In the months leading up to the 2018 draft Jim Irsay began attempting to contact the dead in an effort to learn forbidden knowledge that may help the 2018 Indianapolis Colts.
My source, who was in the room for every session, tells the story better than I can so here is an excerpt of a series of emails I was sent:
When we first started Jim was obsessed with talking to dead musicians. Everyone from Bach to Prince was on the table. He believes he made contact with John Lennon but he was disappointed to learn that Paul McCartney didn’t actually die and get replaced with someone else. After an unproductive session with a spirit claiming to be Kurt Cobain, Jim set his sights on improving the Colts saying that there was always time to talk to dead musicians later.
This was some time toward the middle of March. All of these dates kind of start to run together in my memory during this time. Jim was obsessed with trying to talk to all of the coaching greats; George Halas, Tom Landry, Knute Rockne, Vince Lombardi, Paul Brown, Don Coryell and Bill Walsh. All of them.
Early on he was having some success but explaining to Rockne, Lombardi, Brown and Halas that the fullback position was essentially dead became a challenge. Rockne, even in death, is some kind of a debater. He made a good case to Jim that he should draft Dimitri Flowers the fullback from OU with his first pick.
By the end of March or maybe the start of April, Jim was having trouble keeping Walsh’s attention and just when Mr. Irsay began to give up hope someone came through that demanded everyone’s attention.
By this point we had broken out a Ouija board a lot like this one:
We knew someone was moving the planchette from the beyond but it just kept going to the left of all of the letters, right next to the “A” over and over again. Eventually someone said sarcastically “This one keeps trying to find Caps Lock” the room laughed and the planchette flew to “YES”
We asked if he wanted everything to be written in capital letters, once again the planchette moved to “YES”. Over the course of the next two weeks this caps lock-loving spirit came through day after day.
At first Jim wanted to move on but this spirit peaked his interest by spelling out “JOHNNY U SAYS HELLO”. After a few questions, harsh answers (Mr. Irsay doesn’t really like being called James, but the spirit insisted) and multiple references to Baltimore, Jim was hooked.

> [Input material]:
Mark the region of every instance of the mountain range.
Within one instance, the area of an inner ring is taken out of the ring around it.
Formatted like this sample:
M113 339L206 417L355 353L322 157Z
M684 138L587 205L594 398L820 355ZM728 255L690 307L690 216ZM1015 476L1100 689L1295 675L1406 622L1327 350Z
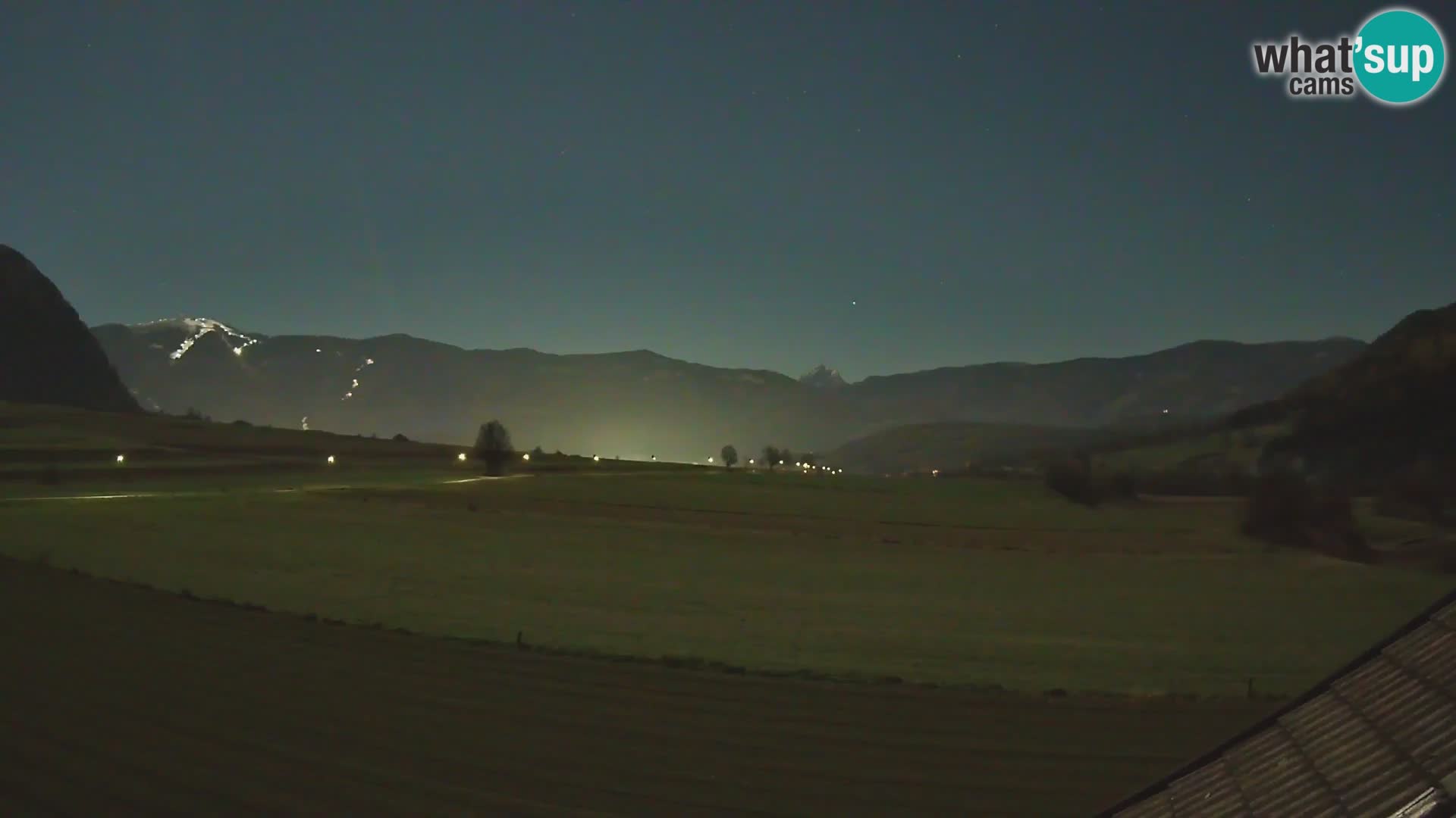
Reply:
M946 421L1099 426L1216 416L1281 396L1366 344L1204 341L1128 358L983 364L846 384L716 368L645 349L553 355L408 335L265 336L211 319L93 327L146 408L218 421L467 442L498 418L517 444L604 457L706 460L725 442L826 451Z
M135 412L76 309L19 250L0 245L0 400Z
==
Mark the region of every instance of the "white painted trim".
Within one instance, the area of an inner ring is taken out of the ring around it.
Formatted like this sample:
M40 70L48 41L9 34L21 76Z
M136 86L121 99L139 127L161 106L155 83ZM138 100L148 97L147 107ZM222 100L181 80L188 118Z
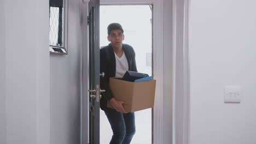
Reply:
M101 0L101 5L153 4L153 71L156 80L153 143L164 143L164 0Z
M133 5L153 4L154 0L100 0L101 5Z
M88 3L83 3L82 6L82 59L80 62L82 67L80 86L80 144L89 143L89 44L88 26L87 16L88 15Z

> [Exercise tasks]:
#1 Name every coaching great whom, according to the passage, Jim Irsay was obsessed with trying to talk to.
#2 Arrange lines of the listing as a Markdown table with the columns Row and Line, starting at the line that contains "Mark the region of every instance of the mountain" and ending after the line that contains "M135 412L76 309L19 250L0 245L0 400Z". Leave out blank lines and the pictures.
The listing has no connection to the passage.

> [Outputs by task]:
#1 George Halas, Tom Landry, Knute Rockne, Vince Lombardi, Paul Brown, Don Coryell and Bill Walsh.

#2
| Row | Line |
|---|---|
| 1 | Mark the region of every instance of the mountain range. |
| 2 | Within one instance, the area of an inner ring is taken out of the ring around it. |
| 3 | Formatted like this sample: |
| 4 | M113 339L206 417L355 353L322 157Z |
| 5 | M684 138L587 205L594 398L820 355ZM728 255L690 307L690 216ZM1015 476L1100 689L1295 675L1406 622L1327 350Z |
| 6 | Reply: |
| 7 | M946 421L1099 426L1216 416L1281 396L1366 344L1204 341L1128 358L983 364L846 384L716 368L645 349L553 355L408 335L265 336L211 319L93 327L146 408L218 421L467 442L498 418L517 444L604 457L706 460L725 442L826 451Z |
| 8 | M135 412L76 309L19 250L0 245L0 400Z |